- [Your goal] Please give the letter again, starting with "Well, can you" and going on through "loved saying so.", and update it so that "vanity" reads "pride".

- [Passage given]
====

It was so rich having a chat yesterday.

I don’t think I told you a very odd thing about Colonel. We were alone & he suddenly said he’d been terribly hurt because Naunce didn’t mention him in her testament. So I said ‘But her will was just one line leaving everything to Debo,’ & he said ‘Oui, je sais, mais elle aurait pu quand même dire un mot de moi.’

Well, can you imagine, isn’t that wanting everything all at once! He maried [somebody else], & yet he expects that! I feel certain he simply wants it for his biographers, if any. He was almost in tears. When I told him about the telly thing, he cheered up & wanted to know who is to act him in it. I’m afraid vanity is strong. He must be very put out by the Pop dying because he knew him from Venice & loved saying so.

====

Position annotation records:

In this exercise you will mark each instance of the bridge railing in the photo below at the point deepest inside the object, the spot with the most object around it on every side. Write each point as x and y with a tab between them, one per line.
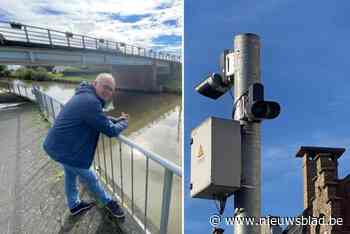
18	32
146	184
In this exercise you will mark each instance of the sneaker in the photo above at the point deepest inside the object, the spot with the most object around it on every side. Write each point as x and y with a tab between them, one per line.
115	209
81	207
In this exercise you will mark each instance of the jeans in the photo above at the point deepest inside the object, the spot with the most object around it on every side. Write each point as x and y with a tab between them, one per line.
88	178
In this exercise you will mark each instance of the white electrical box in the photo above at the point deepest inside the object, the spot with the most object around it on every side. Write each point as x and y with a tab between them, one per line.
215	158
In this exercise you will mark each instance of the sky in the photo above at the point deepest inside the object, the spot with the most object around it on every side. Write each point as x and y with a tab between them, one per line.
156	24
304	62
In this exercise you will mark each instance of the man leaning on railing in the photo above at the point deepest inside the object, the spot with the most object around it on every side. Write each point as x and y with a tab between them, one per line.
72	141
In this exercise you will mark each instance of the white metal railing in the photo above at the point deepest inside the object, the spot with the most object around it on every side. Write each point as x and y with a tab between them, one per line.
137	167
17	32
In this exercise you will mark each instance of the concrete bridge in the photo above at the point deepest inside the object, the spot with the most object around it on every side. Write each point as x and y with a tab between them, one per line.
135	68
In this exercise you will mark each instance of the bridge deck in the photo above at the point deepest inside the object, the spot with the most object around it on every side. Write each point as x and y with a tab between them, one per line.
31	188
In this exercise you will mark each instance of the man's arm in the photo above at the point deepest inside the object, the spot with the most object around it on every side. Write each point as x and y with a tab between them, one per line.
94	117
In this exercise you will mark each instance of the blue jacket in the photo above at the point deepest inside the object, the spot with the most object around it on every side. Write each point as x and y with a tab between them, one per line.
73	137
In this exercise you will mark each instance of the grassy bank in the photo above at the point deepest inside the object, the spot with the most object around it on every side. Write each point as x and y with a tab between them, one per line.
41	74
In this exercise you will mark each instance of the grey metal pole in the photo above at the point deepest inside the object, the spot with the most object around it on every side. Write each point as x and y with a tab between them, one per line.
247	199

====

- [Exercise response]
Well, can you imagine, isn’t that wanting everything all at once! He maried [somebody else], & yet he expects that! I feel certain he simply wants it for his biographers, if any. He was almost in tears. When I told him about the telly thing, he cheered up & wanted to know who is to act him in it. I’m afraid pride is strong. He must be very put out by the Pop dying because he knew him from Venice & loved saying so.